SUPPLIED RECORDS Block Start

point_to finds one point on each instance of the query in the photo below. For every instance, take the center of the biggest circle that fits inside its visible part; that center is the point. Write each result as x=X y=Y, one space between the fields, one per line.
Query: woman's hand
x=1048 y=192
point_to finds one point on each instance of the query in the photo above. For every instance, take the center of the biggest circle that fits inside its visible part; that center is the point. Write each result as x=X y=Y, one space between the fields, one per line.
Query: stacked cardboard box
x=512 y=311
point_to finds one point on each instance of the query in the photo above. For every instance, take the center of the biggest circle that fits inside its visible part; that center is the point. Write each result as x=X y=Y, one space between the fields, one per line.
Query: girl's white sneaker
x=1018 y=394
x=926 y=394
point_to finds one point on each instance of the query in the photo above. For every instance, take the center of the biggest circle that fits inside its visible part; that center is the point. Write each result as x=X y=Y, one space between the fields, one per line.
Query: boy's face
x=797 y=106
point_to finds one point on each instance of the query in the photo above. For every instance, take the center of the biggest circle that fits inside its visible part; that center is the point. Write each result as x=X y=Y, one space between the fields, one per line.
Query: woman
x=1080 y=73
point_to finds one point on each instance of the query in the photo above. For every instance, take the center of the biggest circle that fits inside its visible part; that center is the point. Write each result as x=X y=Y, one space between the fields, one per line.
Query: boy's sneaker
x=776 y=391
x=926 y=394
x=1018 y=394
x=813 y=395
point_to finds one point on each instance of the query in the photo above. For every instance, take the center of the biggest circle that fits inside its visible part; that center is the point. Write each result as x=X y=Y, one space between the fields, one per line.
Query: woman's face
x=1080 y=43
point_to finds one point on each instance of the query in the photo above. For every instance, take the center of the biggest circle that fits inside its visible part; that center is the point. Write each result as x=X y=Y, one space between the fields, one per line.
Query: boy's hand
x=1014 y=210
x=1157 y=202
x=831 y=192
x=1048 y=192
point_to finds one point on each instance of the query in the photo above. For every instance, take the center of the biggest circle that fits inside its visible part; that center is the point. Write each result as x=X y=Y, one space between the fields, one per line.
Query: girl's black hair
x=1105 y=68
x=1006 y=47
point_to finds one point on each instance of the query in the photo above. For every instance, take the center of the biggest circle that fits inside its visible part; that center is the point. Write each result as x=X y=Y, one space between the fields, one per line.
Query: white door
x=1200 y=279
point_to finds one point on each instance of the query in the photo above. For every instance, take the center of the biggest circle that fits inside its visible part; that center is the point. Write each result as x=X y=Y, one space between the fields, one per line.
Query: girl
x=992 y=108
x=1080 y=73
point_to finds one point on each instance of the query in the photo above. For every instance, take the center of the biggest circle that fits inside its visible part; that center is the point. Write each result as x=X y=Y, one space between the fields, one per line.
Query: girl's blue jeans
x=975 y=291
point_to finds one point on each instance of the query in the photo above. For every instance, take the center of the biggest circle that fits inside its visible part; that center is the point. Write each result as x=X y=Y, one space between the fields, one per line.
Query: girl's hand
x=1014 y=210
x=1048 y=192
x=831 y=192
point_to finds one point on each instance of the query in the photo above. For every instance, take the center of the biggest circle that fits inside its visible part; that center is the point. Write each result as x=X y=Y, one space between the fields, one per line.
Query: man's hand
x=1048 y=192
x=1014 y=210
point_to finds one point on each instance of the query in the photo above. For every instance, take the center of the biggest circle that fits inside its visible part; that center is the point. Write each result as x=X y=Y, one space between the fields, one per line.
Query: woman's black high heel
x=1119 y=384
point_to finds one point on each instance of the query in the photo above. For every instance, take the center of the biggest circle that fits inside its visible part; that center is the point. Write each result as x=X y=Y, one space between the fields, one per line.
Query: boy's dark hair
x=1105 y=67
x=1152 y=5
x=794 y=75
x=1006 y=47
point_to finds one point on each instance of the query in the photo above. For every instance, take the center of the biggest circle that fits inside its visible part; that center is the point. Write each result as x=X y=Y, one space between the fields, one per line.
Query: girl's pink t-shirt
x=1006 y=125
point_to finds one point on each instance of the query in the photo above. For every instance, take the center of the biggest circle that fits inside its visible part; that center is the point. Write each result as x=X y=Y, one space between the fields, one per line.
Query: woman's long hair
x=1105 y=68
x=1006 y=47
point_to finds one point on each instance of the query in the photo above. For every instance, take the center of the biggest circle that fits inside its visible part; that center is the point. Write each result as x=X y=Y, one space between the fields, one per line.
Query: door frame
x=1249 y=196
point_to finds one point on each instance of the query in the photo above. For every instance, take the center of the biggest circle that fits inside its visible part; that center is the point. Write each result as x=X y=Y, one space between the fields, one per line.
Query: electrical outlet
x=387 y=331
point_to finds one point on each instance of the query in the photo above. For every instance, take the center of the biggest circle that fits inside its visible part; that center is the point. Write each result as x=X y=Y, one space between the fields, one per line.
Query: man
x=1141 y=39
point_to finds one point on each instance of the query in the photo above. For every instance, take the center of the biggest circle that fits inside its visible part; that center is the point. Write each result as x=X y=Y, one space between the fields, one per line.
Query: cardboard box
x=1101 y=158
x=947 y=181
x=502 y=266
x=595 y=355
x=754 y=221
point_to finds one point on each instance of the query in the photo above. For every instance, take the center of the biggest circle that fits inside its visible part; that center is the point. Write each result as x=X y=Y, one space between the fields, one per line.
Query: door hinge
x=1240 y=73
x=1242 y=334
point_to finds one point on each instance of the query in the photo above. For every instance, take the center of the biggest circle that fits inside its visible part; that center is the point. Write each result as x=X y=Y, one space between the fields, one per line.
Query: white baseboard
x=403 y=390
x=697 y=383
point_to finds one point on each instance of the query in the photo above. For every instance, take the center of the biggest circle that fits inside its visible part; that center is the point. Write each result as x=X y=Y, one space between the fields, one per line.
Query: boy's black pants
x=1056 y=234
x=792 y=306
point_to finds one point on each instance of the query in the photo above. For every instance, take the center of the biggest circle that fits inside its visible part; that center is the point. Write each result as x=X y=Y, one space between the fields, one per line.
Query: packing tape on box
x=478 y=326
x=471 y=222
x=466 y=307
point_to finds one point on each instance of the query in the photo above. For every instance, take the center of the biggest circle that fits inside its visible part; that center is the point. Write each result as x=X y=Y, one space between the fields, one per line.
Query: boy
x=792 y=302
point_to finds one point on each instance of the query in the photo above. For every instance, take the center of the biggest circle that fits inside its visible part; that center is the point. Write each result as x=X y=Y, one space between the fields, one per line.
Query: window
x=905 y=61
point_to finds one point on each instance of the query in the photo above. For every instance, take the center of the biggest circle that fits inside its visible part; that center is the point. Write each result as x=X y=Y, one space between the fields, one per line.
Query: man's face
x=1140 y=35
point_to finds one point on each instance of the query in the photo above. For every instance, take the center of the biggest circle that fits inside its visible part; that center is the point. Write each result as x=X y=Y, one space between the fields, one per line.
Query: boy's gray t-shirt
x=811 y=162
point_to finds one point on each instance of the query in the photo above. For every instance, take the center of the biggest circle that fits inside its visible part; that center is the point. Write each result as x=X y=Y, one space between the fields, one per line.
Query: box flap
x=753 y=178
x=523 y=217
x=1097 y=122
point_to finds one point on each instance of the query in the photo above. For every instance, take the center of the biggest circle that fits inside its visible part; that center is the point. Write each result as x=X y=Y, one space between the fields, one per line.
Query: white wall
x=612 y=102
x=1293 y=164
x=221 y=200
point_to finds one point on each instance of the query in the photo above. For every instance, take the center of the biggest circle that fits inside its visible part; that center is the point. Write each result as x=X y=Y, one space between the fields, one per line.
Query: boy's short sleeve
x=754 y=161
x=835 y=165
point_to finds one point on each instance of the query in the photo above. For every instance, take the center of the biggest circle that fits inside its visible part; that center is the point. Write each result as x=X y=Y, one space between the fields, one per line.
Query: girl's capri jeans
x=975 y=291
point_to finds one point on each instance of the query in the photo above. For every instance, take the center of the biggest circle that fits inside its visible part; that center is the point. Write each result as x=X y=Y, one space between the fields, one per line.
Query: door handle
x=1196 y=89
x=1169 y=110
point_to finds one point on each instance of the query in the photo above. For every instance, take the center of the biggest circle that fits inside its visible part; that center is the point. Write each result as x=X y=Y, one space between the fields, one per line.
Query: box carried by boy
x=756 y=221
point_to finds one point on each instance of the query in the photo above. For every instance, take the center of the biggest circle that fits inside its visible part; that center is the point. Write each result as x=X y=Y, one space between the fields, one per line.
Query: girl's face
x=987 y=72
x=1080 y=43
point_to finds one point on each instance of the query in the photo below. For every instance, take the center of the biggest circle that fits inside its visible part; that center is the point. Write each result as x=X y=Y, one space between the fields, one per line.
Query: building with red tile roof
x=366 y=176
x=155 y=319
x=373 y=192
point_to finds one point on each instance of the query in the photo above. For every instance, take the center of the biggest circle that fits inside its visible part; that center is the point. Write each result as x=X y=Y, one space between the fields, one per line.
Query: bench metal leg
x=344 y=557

SUPPLIED RECORDS Block End

_TASK REQUIREMENTS_:
All lines from the one with "Query: building with red tile roof" to the end of the entries above are to be written out exactly, the first and last included.

_FINISHED EXERCISE_:
Query: building with red tile roof
x=366 y=176
x=155 y=319
x=373 y=192
point_to finds one point on each instance of the query in the photo above. For every instance, take the center of the biggest circle that fits inside its visible part; that center is the point. Write each result as x=X y=Y, one space between the fields, one per line.
Query: bench metal leg
x=344 y=557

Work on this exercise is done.